— START MATERIAL SHOWN —

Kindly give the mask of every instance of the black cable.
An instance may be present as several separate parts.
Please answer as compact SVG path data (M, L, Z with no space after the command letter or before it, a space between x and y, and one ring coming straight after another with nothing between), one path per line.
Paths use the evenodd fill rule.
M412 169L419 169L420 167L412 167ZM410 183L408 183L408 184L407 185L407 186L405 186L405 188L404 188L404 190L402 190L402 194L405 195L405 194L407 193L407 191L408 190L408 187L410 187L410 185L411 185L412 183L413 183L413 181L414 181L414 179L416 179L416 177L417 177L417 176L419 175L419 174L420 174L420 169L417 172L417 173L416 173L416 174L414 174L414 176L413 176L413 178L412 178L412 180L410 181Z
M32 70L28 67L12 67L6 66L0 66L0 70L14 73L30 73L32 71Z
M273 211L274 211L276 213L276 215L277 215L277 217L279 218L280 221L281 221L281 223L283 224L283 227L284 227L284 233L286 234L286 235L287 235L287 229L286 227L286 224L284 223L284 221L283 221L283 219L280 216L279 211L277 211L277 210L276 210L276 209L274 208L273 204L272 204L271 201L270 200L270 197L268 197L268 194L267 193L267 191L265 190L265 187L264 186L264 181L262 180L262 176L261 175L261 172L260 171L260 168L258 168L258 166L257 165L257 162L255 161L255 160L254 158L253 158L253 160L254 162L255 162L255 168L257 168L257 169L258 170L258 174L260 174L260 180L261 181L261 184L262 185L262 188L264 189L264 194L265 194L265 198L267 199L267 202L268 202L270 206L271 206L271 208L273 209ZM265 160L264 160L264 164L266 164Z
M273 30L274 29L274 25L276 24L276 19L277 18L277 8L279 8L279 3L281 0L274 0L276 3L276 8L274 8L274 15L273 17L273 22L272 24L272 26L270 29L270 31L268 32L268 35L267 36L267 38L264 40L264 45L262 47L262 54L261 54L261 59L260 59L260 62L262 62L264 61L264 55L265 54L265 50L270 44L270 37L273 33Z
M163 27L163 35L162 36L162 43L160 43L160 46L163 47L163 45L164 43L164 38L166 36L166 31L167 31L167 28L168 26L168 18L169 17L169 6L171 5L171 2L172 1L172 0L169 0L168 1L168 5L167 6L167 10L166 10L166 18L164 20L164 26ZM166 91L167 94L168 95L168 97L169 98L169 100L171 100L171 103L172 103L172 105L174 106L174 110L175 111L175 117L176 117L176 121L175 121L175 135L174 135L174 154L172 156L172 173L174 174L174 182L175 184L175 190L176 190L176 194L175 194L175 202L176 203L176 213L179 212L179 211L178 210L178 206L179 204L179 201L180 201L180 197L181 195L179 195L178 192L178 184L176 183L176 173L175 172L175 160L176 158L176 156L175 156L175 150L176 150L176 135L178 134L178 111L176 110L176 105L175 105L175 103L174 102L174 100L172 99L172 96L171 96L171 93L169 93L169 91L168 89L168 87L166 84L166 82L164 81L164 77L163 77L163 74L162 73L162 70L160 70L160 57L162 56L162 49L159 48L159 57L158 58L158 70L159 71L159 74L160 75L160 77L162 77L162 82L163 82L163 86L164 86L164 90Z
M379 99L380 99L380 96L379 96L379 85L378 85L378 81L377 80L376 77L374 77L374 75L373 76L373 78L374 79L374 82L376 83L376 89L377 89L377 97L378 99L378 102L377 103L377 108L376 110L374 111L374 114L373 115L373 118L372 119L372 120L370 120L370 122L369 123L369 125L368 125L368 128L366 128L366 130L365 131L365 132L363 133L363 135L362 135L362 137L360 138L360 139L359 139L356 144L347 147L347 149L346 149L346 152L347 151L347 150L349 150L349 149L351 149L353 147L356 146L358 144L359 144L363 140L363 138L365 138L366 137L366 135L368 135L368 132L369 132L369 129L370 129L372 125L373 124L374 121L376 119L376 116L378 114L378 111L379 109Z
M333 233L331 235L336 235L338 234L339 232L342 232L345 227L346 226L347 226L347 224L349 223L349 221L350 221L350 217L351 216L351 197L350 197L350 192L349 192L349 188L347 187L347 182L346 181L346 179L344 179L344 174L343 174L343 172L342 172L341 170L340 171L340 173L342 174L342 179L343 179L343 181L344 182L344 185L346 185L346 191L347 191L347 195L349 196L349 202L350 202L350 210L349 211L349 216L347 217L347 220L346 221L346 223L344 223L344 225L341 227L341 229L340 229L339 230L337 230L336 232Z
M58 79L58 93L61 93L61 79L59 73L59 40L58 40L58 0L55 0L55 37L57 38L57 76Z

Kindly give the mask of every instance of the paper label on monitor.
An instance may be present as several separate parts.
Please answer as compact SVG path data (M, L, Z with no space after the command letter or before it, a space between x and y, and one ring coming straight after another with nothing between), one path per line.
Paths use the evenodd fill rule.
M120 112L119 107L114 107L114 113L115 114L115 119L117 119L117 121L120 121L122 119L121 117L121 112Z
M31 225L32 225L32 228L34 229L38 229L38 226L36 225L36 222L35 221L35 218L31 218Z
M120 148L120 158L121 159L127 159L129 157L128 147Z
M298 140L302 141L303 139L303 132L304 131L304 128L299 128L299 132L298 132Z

— END MATERIAL SHOWN —

Return every line of the listing above, character for character, with nothing altered.

» **RESULT OF THIS EXERCISE**:
Kindly give the mask of every instance of the black cable.
An instance may be present as several separate parts.
Please answer as compact SVG path data (M, L, Z with no space after the command letter or before it, a space between x and y, and one ring coming straight after another with nothing between), one path per line.
Paths use the evenodd fill rule.
M412 169L419 169L420 167L412 167ZM410 183L408 183L408 184L407 185L407 186L405 186L405 188L404 188L404 190L402 190L402 194L405 195L405 194L407 193L407 191L408 190L408 187L410 187L410 185L411 185L412 183L413 183L413 181L414 181L414 179L416 179L416 177L417 177L417 176L419 175L419 174L420 174L420 169L417 172L417 173L416 173L416 174L414 174L414 176L413 176L413 178L412 178L412 180L410 181Z
M32 70L28 67L12 67L6 66L0 66L0 70L14 73L30 73L32 71Z
M273 211L274 211L276 213L276 215L277 215L277 217L279 218L280 221L281 221L281 223L283 224L283 227L284 227L284 233L286 234L286 235L287 235L287 229L286 227L286 224L284 223L284 221L283 221L283 219L280 216L279 211L277 211L277 210L276 210L276 209L274 208L273 204L272 204L271 201L270 200L270 197L268 197L268 194L267 193L267 191L265 190L265 187L264 186L264 181L262 180L262 176L261 175L261 172L260 171L260 168L258 168L258 166L257 165L257 162L255 161L255 160L254 158L253 158L253 160L254 162L255 162L255 168L257 168L257 169L258 170L258 174L260 174L260 180L261 181L261 184L262 185L262 188L264 189L264 194L265 194L265 198L267 199L267 202L268 202L270 206L271 206L271 208L273 209ZM265 160L264 160L264 164L266 164Z
M273 30L274 29L274 25L276 24L276 19L277 18L277 8L279 8L279 3L281 0L274 0L276 3L276 8L274 8L274 15L273 17L273 22L272 24L272 26L270 29L270 31L268 32L268 35L267 36L267 38L264 40L264 45L262 47L262 54L261 54L261 59L260 59L260 62L262 62L264 61L264 55L265 54L265 50L270 44L270 37L273 33Z
M163 27L163 35L162 36L162 43L160 43L160 46L163 47L163 45L164 43L164 38L166 36L166 31L167 31L167 28L168 26L168 18L169 17L169 6L171 5L171 2L172 1L172 0L169 0L168 1L168 5L167 6L167 10L166 10L166 18L164 20L164 26ZM166 91L167 94L168 95L168 97L169 98L169 100L171 100L171 103L172 103L172 105L174 106L174 110L175 111L175 117L176 117L176 121L175 121L175 135L174 135L174 154L172 156L172 173L174 174L174 182L175 184L175 190L176 190L176 194L175 194L175 202L176 203L176 213L179 212L179 211L178 210L178 206L179 204L179 201L180 201L180 197L181 195L179 195L178 192L178 184L176 183L176 173L175 172L175 160L176 158L176 156L175 156L175 150L176 150L176 135L178 134L178 111L176 110L176 105L175 105L175 103L174 102L174 100L172 99L172 96L171 96L171 93L169 93L169 91L168 89L168 87L166 84L166 82L164 81L164 77L163 77L163 74L162 73L162 70L160 70L160 57L162 56L162 49L159 48L159 57L158 58L158 70L159 71L159 74L160 75L160 77L162 77L162 82L163 82L163 86L164 86L164 90Z
M379 99L380 99L380 96L379 96L379 85L378 85L378 81L377 80L376 77L374 77L374 75L373 76L373 78L374 79L374 82L376 83L376 89L377 89L377 97L378 99L378 102L377 103L377 108L376 110L374 111L374 114L373 115L373 118L372 119L372 120L370 120L370 122L369 123L369 125L368 125L368 128L366 128L366 130L365 131L365 132L363 133L363 135L362 135L362 137L360 138L360 139L359 139L356 144L347 147L347 149L346 149L346 152L347 151L347 150L349 150L349 149L351 149L353 147L356 146L358 144L359 144L363 140L363 138L365 138L366 137L366 135L368 135L368 132L369 132L369 129L370 129L372 125L373 124L374 121L376 119L376 116L378 114L378 111L379 109Z
M333 233L331 235L336 235L338 234L339 232L342 232L345 227L346 226L347 226L347 224L349 223L349 221L350 221L350 217L351 216L351 197L350 197L350 192L349 192L349 188L347 187L347 182L346 181L346 179L344 179L344 174L343 174L343 172L342 172L341 170L340 171L340 173L342 174L342 179L343 179L343 181L344 182L344 185L346 185L346 191L347 191L347 195L349 196L349 202L350 202L350 210L349 211L349 216L347 217L347 220L346 221L346 223L344 223L344 225L341 227L341 229L340 229L339 230L337 230L336 232Z
M58 79L58 93L61 93L61 79L59 73L59 40L58 40L58 0L55 0L55 37L57 38L57 76Z

Kindly give the mask of every instance of the paper label on monitor.
An instance may be present as several separate parts.
Please answer as compact SVG path data (M, L, Z with no space after the command letter or before it, a space between x and y, and one ring coming straight after another with nothing between), one path per line.
Paths use the evenodd fill rule.
M120 112L119 107L114 107L114 113L115 114L115 119L117 119L117 121L120 121L122 119L121 117L121 112Z
M31 225L32 225L32 228L34 229L38 229L38 226L36 225L36 222L35 221L35 218L31 218Z
M120 148L120 158L121 159L127 159L129 157L128 147Z
M298 140L302 141L303 139L303 132L304 131L304 128L299 128L299 132L298 132Z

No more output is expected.